Extrait du document =
***

L’appendice en question est appelé « pilus » et se situe à la surface de la paroi de nombreuses bactéries. Ils se distinguent des flagelles en ce qu’ils ne sont pas impliqués dans la mobilité bactérienne. Il existe trois types de pilus : des pili communs servant à l’adhésion cellulaire et participant donc au pouvoir pathogène bactérien ; des pilis sexuels intervenant dans la conjugaison bactérienne (échange d’informations génétiques entre bactéries) et impliqués dans la transmission de la résistance aux antibiotiques ; des pilis électroconducteurs permettant à certaines bactéries de capturer des électrons de leur milieu.
Dans ce cas-ci, ce sont donc leurs pili sexuels que les bactéries ont utilisé pour capturer l’ADN alentour. Le processus par lequel une bactérie intègre de nouvelles informations génétiques provenant d’un organisme différent à son génome s’appelle un « transfert horizontal de gènes » (par opposition au transfert vertical, où le donneur est l’ancêtre). Bien que théorisé depuis plusieurs dizaines d’années, c’est la première fois que des scientifiques ont pu observer en direct un tel transfert effectué par pilus.
« Le transfert horizontal de gènes est un important moyen de transmission de résistance aux antibiotiques entre les espèces bactériennes, mais le processus n’a jamais été observé auparavant, puisque les structures bactériennes impliquées sont extrêmement petites. C’est important de comprendre ce mécanisme, car plus nous en savons sur la manière dont les bactéries partagent leur ADN, plus nous pouvons le contrer » explique le biologiste Ankur Dalia.

***

(Enregistrements du jeu de données)

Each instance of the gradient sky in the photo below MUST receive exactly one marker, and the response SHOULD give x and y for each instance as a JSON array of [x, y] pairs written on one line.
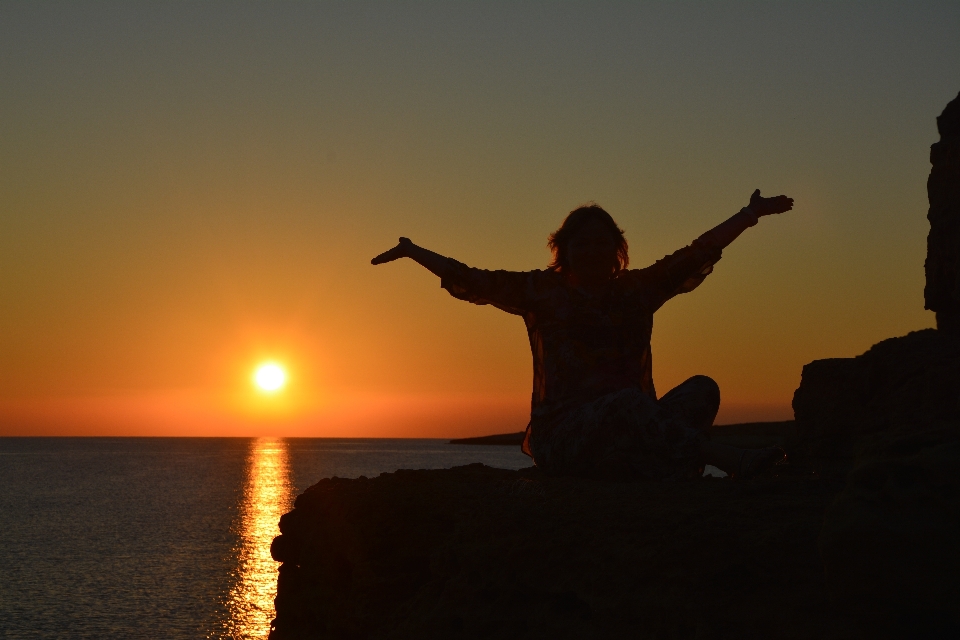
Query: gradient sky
[[187, 189]]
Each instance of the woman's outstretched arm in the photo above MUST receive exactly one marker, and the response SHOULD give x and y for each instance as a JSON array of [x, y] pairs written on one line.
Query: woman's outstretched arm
[[726, 232], [434, 262]]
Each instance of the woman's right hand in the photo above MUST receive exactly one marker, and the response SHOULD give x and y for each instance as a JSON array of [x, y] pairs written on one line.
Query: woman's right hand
[[402, 250]]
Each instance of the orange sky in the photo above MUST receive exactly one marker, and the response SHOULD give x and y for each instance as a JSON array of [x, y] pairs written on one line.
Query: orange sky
[[188, 190]]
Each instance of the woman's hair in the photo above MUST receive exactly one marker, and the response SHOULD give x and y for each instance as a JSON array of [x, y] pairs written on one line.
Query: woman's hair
[[572, 224]]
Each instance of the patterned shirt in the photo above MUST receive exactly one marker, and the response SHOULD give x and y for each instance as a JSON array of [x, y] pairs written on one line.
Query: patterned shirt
[[585, 345]]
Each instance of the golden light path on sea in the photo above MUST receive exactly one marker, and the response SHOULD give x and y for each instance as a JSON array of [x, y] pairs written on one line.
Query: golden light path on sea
[[266, 496]]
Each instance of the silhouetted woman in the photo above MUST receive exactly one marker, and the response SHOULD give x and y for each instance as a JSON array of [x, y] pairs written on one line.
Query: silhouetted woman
[[595, 412]]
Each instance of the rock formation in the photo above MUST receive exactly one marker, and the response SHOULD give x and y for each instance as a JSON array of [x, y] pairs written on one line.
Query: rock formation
[[477, 552], [942, 293], [912, 380], [891, 417]]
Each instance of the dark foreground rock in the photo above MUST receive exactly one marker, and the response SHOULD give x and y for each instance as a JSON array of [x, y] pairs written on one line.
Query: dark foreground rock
[[889, 544], [942, 291], [891, 541], [476, 552], [909, 381]]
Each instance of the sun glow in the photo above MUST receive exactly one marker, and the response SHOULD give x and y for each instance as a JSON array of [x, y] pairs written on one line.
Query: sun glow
[[270, 377]]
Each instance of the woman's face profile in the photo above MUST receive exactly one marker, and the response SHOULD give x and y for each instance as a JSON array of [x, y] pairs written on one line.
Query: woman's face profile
[[592, 252]]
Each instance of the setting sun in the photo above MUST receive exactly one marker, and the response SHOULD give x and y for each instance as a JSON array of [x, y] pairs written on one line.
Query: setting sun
[[270, 377]]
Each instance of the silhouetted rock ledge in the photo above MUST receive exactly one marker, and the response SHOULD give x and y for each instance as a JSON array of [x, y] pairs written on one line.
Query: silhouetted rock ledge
[[479, 552]]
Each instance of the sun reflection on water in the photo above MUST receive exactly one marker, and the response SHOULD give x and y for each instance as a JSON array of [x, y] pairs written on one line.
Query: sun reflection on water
[[266, 496]]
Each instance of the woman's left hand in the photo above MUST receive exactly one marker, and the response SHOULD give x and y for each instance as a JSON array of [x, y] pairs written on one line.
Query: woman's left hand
[[768, 206]]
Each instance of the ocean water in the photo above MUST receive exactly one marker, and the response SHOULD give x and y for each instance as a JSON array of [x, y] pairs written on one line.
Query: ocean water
[[168, 537]]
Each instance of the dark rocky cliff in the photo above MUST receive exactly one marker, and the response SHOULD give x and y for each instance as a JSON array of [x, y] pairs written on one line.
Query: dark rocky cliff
[[475, 552], [942, 293]]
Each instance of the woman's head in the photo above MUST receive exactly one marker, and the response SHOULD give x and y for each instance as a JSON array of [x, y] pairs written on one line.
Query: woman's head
[[589, 243]]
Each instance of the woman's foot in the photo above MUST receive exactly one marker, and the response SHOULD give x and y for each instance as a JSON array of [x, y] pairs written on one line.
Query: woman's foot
[[755, 461]]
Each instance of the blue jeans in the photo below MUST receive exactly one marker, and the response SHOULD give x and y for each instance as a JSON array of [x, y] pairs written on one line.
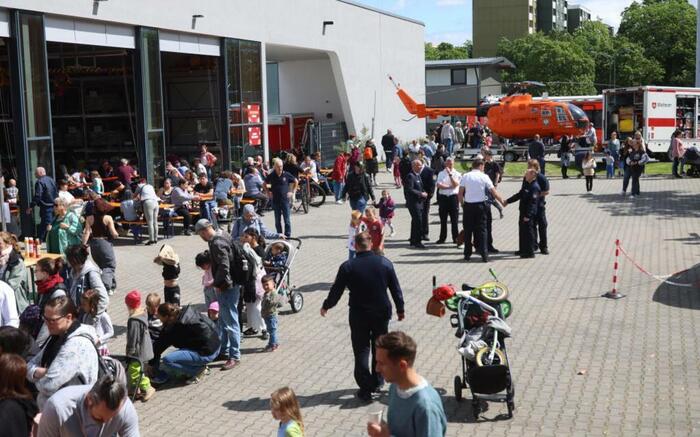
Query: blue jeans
[[187, 362], [46, 214], [448, 145], [281, 208], [228, 318], [271, 322], [337, 189], [359, 204]]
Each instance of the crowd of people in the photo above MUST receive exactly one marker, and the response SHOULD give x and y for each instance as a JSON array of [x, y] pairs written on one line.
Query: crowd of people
[[53, 348]]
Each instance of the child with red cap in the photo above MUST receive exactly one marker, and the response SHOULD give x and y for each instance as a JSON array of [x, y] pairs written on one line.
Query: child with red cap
[[139, 348]]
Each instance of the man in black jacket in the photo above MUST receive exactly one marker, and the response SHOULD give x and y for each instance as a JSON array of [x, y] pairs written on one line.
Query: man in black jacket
[[388, 146], [45, 192], [415, 202], [528, 196], [367, 276], [229, 294], [427, 176]]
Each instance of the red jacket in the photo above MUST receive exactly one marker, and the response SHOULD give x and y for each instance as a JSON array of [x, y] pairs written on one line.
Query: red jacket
[[339, 169]]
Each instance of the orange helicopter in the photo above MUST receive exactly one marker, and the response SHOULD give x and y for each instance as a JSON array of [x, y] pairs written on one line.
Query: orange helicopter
[[516, 116]]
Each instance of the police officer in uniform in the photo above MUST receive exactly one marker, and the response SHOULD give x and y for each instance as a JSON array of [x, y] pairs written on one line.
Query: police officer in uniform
[[540, 224], [472, 196], [427, 177], [415, 200], [528, 196]]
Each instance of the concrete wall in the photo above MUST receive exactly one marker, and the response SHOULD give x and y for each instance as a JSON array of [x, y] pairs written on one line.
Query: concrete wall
[[309, 86], [363, 45]]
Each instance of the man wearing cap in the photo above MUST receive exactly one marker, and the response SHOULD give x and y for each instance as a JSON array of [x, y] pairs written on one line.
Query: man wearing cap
[[448, 188], [229, 294], [282, 186], [249, 219], [472, 196]]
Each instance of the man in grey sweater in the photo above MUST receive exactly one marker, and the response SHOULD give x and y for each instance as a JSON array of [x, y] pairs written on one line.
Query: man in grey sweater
[[84, 410]]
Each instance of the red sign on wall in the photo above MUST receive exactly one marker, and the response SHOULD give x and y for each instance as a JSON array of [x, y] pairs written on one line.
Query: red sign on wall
[[253, 113], [254, 135]]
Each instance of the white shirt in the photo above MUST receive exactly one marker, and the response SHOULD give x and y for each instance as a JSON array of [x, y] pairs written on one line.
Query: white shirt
[[8, 306], [444, 178], [475, 184]]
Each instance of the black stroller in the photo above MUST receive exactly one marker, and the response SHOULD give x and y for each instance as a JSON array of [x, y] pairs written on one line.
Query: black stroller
[[692, 161], [481, 330]]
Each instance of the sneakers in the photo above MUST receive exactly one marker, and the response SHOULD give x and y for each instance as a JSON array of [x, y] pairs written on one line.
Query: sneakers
[[271, 348], [230, 364], [199, 376], [149, 394]]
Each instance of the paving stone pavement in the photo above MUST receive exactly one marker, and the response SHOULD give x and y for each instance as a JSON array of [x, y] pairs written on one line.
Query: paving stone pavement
[[641, 354]]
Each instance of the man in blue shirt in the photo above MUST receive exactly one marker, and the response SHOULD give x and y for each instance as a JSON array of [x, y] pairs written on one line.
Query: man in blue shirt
[[280, 183], [45, 192], [415, 408], [367, 276]]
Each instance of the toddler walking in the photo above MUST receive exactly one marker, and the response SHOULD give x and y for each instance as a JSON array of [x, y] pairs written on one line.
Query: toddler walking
[[609, 165], [171, 272], [353, 229], [139, 347], [386, 211], [396, 171], [285, 408], [271, 300], [588, 165], [101, 322], [203, 261]]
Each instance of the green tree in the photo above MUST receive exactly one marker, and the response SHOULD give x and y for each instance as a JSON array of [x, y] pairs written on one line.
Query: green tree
[[618, 61], [445, 50], [557, 60], [666, 31]]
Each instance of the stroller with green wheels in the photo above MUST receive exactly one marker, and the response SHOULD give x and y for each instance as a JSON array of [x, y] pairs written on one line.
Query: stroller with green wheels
[[479, 319]]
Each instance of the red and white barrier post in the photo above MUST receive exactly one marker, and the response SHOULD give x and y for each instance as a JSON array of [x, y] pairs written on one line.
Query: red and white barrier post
[[613, 294]]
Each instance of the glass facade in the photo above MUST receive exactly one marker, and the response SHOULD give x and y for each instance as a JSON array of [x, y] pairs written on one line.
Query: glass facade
[[149, 47], [37, 110], [245, 106]]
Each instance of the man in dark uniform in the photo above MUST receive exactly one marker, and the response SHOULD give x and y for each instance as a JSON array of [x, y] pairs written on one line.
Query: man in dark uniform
[[540, 224], [388, 146], [495, 173], [367, 276], [427, 177], [415, 202], [536, 151], [529, 197]]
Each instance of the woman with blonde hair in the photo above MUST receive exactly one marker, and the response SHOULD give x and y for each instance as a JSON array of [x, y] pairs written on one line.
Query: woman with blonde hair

***

Consigne de travail =
Répondez aux questions suivantes sur l'extrait consacré aux pili bactériens.
(a) Combien de types de pilus l'extrait distingue-t-il ?
(b) Quel nom porte le processus par lequel une bactérie intègre à son génome de nouvelles informations génétiques provenant d'un organisme différent ?
(c) Selon Ankur Dalia, pourquoi ce processus n'avait-il jamais été observé auparavant ?
Les enregistrements n'interviennent en rien dans cet exercice.

Problème résolu =
(a) L'extrait distingue trois types de pilus.
(b) Ce processus s'appelle un « transfert horizontal de gènes ».
(c) Il n'avait jamais été observé parce que les structures bactériennes impliquées sont extrêmement petites.